— Try it —
The line that holds "Inside and outside" marks the start. Return it and each following line through the end of the data, unchanged.

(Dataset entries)
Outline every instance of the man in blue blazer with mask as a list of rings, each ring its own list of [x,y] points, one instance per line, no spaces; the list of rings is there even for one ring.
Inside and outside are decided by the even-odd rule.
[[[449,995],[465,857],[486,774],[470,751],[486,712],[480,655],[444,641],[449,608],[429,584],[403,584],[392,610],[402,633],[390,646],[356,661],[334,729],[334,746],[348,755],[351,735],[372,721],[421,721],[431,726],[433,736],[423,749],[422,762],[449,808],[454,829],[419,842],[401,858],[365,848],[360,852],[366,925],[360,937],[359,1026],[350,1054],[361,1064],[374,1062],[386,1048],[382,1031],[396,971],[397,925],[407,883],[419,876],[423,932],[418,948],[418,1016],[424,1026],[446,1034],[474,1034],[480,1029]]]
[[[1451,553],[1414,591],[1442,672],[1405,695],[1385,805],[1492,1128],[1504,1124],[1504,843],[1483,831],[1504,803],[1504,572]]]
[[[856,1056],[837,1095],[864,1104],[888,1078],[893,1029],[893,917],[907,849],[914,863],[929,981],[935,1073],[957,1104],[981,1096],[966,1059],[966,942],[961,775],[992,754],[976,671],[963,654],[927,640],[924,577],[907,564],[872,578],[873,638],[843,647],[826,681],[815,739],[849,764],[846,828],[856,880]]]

— Result —
Inside and outside are decided by the even-odd rule.
[[[449,995],[465,857],[486,774],[470,751],[486,712],[480,655],[444,641],[449,608],[429,584],[403,584],[392,610],[402,633],[390,646],[356,661],[334,729],[334,746],[348,755],[351,735],[372,721],[421,721],[431,726],[433,736],[423,749],[422,762],[449,808],[454,829],[419,842],[401,858],[365,848],[360,852],[366,925],[360,937],[359,1026],[350,1054],[361,1064],[374,1062],[386,1048],[382,1031],[396,971],[397,925],[407,883],[419,876],[423,932],[418,948],[418,1016],[424,1026],[446,1034],[474,1034],[480,1029]]]
[[[1451,553],[1414,591],[1442,672],[1405,695],[1385,805],[1492,1128],[1504,1124],[1504,843],[1483,831],[1504,803],[1504,572]]]
[[[856,1056],[837,1095],[864,1104],[888,1078],[893,1029],[893,917],[907,849],[914,863],[929,981],[935,1073],[957,1104],[981,1096],[966,1059],[966,942],[961,775],[992,754],[976,671],[963,654],[927,640],[924,577],[907,564],[872,578],[873,638],[843,647],[826,681],[815,739],[849,764],[846,828],[856,880]]]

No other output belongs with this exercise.